Texte à lire.

Les Camarades

Le 21 octobre, Espace Brémontier à Arès

Un film de De Mario Monicelli. Avec Marcello Mastroianni, Renato Salvatori, Bernard Blier. 2h10. (Italie, 1966) - Comédie dramatique. NB-VOST

 Rencontre avec Jean-Antoine  Gili,  critique cinématographique et historien, auteur du livre « Le Cinéma italien ».

Engagé. Diffusé en 1963, « Les Camarades » s'inscrit dans la tradition cinématographique de la gauche révolutionnaire italienne d'après-guerre. Une verve d’inspiration hugolienne - Zola n’est pas loin, non plus ! - souffle sur la communauté  de travailleurs d’hommes, de femmes, broyés - au sens propre comme au figuré – dans un engrenage infernal. Dans le vacarme des machines, le film narre un accident du travail qui déclenche la colère des travailleurs et travailleuses et leur grève pour la dignité de leur existence. C'est au rythme des chants, des contradictions que pose la tenue d'un mouvement sur la durée, que l'on suit alors le long combat de ces ouvriers. Et pourtant le drame n’est pas loin.

Humaniste. Après l’immense succès remporté par deux comédies grinçantes - « Le Pigeon » (1958) et « La Grande Guerre » (1959)  puis le plus méconnu « Larmes de joie » (1960) -, Mario Monicelli (1915-2010) se lance dans le tournage des « Camarades ». Un œuvre sociale, marquante dans sa longue et prolifique carrière (51 films). Sous sa direction, des acteurs remarquables comme Marcello Mastroianni en professeur  solitaire, hors-la-loi et utopiste. Monicelli  mêle à la fois le récit d’un conflit social historique à celui de destins personnels. Avec nuance et sensibilité, il donne chair  à ces  modestes gens. La liesse des chants populaires et d’un accordéon rythmé procède en contrepoint aux images de dénuement et aux doutes.

Le film.  A la fin du XIXe siècle, l’Italie néo-rurale - encore jeune Nation - s’ouvre à l’industralisation. En 1905, des ouvriers italiens d’une filature de Turin s’organisent pour ne plus s’épuiser treize heures par jour à l’usine et obtenir de meilleures conditions de travail.



La soirée

Des mal-aimés

 S’il n’a pas connu le succès espéré à sa sortie en 1963, « Les « Camarades » figure cependant parmi les films préférés de Mario Monicelli, grand cinéaste italien. « Sans doute, parce que les réalisateurs gardent souvent un attachement particulier pour ces films qui n’ont pas rencontré leur public », remarque Jean-Antoine Gili, invité du Ciné-club du Bassin à l’occasion de la projection d’« I Compagni » (« Les Camarades ») à l’Espace Brémontier.

 Spécialiste reconnu du cinéma italien depuis de nombreuses années, le professeur émérite Jean Gili attribue –non sans nuances -  cette retenue du public, à une sorte de méprise pour un film social mal-aimé.   Cette connotation idéologique n' est pas étrangère, dans une Italie d'alors partagée entre les socio-démocrates contrôlant le pouvoir et un Parti communiste influent parmi l’élite culturelle et artistique.

Données recueillies.
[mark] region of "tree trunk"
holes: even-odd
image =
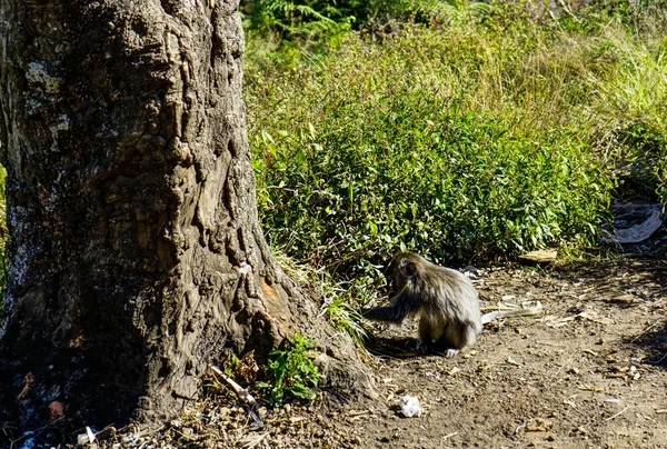
[[[330,383],[369,385],[259,228],[237,7],[0,0],[3,418],[161,419],[293,329],[327,341]]]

Consigne.
D'après le texte sur le film « Les Camarades », combien d'heures par jour les ouvriers de la filature de Turin s'épuisaient-ils à l'usine en 1905 ? Les lignes ne servent à rien ici.

Réponse.
Treize heures par jour.